TASK: Count the lines of the entries below that contain the string "looks", matching case exactly, and reply with that number alone.

>> START

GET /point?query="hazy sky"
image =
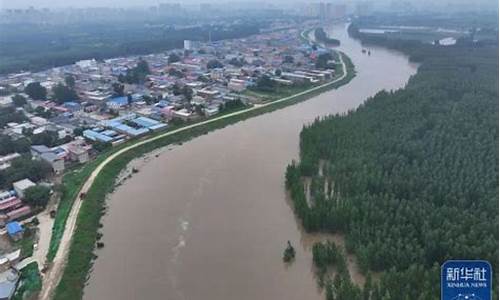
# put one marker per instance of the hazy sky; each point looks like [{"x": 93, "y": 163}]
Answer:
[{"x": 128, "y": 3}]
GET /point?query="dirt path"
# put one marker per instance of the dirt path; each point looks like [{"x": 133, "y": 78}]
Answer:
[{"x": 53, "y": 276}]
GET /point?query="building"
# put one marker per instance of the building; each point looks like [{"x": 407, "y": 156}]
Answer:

>> END
>> START

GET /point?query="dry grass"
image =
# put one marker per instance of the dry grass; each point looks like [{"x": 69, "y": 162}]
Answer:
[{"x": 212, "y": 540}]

>> END

OUTPUT FOR THIS EXERCISE: 4